Even students who graduate leave school more heavily indebted than in the past. In 2008, graduates who earned a bachelor’s degree borrowed 50 percent more, in inflation-adjusted dollars, than those who graduated in 1996. Graduates who earned an associate’s degree or undergraduate certificate borrowed more than twice as much as those who graduated in 1996.

Anyone who hears about growing student debt could well decide to pass on college, but is that the right decision? Probably not, because a college degree pays off for most students in the form of higher income and more career options. But the debt topic should prompt serious family discussion about how much various college options cost, how to pay for them, how much to work while in school, and how the student should manage his or her finances during and after college. In fact, figuring out how to finance an education can be an important teachable moment for young people, as going off to college is usually the first time many will be making independent decisions about living expenses and credit cards and learning how to balance work and studies.

━━━━━━━━━━

> [Problems]
(1) Type out the part of the student debt passage starting at "Anyone who hears" and ending at "work and studies.".
(2) In the student debt passage, how much more did 2008 graduates with a bachelor's degree borrow than those who graduated in 1996, in inflation-adjusted dollars?

━━━━━━━━━━

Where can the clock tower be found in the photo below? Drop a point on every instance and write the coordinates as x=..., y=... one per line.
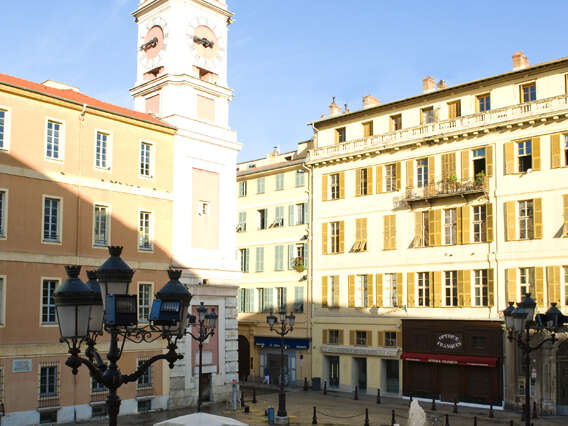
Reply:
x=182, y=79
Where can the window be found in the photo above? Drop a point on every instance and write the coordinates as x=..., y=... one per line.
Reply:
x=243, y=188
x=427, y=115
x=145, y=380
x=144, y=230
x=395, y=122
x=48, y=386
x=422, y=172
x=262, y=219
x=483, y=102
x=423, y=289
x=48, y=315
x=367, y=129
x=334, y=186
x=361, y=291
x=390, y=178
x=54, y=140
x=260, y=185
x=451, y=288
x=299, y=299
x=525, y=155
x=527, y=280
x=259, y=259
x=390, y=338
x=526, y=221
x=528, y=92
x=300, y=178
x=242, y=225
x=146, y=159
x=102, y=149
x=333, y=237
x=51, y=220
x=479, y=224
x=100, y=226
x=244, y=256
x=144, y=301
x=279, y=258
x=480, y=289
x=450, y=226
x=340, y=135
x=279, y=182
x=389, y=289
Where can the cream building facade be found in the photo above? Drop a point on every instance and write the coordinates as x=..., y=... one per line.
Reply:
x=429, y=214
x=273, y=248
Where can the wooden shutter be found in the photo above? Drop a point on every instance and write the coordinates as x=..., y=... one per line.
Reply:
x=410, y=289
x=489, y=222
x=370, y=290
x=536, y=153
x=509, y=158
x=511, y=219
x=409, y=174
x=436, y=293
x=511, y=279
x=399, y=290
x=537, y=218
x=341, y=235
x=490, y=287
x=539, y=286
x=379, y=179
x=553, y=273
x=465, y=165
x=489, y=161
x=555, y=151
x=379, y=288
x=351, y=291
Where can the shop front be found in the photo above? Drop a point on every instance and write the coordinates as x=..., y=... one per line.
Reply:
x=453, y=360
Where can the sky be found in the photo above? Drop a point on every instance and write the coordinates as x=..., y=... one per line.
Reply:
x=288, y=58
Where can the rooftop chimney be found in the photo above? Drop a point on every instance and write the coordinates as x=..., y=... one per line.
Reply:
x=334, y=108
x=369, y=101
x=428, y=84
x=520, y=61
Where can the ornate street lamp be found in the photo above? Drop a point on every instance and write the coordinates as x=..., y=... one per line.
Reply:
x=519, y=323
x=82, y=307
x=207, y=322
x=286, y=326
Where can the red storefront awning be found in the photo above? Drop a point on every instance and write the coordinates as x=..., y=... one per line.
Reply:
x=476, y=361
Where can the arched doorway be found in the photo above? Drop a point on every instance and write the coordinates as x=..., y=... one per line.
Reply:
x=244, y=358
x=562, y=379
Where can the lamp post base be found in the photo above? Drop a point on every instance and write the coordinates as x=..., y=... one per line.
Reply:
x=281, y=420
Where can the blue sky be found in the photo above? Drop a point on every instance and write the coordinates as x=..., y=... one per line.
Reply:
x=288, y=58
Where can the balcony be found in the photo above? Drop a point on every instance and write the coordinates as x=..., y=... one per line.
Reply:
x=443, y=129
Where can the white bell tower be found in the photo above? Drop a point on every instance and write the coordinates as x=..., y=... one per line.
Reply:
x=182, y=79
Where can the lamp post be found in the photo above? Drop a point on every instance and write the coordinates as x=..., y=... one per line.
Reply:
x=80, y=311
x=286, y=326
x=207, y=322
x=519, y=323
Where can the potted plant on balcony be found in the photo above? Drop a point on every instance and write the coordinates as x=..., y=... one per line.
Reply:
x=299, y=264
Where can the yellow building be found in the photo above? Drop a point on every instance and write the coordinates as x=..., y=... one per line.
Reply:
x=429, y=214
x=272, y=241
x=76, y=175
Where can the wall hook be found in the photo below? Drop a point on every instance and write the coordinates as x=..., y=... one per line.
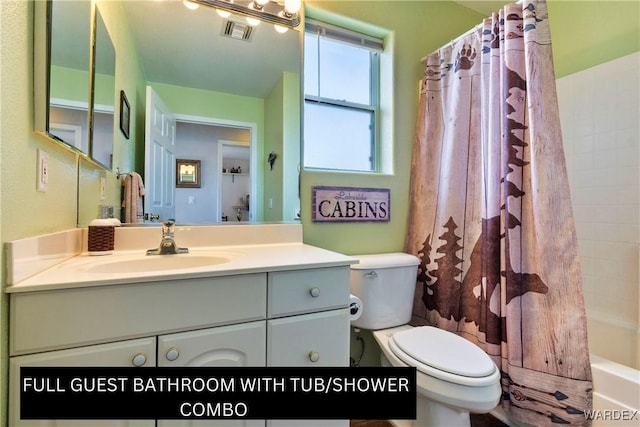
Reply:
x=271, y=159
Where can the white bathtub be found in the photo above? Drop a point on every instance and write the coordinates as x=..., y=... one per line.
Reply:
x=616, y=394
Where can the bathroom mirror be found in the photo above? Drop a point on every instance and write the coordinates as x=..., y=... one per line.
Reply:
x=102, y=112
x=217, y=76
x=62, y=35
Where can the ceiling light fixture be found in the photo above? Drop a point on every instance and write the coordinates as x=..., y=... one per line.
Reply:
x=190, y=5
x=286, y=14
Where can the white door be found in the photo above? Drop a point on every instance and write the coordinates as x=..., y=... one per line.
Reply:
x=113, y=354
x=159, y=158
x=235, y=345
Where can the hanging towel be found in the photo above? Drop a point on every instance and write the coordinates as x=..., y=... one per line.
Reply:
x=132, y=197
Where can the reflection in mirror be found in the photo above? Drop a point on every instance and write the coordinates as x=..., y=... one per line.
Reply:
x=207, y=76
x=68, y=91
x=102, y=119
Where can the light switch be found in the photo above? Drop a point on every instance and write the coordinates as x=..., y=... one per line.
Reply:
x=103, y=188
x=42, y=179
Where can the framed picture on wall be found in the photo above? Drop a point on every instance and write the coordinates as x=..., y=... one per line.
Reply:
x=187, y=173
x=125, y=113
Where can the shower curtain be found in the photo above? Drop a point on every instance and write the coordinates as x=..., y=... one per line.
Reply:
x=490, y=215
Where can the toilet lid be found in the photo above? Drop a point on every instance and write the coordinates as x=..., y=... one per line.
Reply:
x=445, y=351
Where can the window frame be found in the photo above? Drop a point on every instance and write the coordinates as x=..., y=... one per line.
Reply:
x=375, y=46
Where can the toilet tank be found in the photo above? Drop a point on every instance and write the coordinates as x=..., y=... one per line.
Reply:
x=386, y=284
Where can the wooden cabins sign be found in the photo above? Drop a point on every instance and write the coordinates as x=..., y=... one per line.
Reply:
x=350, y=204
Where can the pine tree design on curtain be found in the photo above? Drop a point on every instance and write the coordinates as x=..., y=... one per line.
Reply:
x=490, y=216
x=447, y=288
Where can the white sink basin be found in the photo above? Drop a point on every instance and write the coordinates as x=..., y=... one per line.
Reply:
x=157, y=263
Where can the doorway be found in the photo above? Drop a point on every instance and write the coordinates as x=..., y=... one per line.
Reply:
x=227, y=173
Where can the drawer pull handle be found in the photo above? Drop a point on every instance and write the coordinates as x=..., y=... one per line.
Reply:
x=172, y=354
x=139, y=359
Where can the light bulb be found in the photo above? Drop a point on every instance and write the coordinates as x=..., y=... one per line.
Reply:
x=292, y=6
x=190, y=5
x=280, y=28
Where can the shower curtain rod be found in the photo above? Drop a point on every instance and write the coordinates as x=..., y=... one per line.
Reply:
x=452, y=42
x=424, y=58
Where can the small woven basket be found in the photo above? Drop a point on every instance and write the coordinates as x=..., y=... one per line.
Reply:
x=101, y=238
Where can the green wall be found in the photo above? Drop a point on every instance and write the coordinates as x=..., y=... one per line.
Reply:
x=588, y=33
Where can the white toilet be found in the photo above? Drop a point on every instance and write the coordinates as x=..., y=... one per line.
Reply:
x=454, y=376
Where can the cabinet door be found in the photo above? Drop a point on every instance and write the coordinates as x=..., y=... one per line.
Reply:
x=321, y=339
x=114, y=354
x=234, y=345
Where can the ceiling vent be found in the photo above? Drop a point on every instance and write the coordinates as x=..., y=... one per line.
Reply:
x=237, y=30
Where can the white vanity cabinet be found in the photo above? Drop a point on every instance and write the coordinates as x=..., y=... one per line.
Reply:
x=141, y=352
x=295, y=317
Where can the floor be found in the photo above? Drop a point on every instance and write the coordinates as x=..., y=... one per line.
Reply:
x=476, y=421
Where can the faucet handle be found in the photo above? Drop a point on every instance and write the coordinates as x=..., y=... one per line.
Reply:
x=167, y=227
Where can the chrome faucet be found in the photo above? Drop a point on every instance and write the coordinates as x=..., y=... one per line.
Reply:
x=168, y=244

━━━━━━━━━━

> [Problem solutions]
(1)
Anyone who hears about growing student debt could well decide to pass on college, but is that the right decision? Probably not, because a college degree pays off for most students in the form of higher income and more career options. But the debt topic should prompt serious family discussion about how much various college options cost, how to pay for them, how much to work while in school, and how the student should manage his or her finances during and after college. In fact, figuring out how to finance an education can be an important teachable moment for young people, as going off to college is usually the first time many will be making independent decisions about living expenses and credit cards and learning how to balance work and studies.

(2) 50 percent more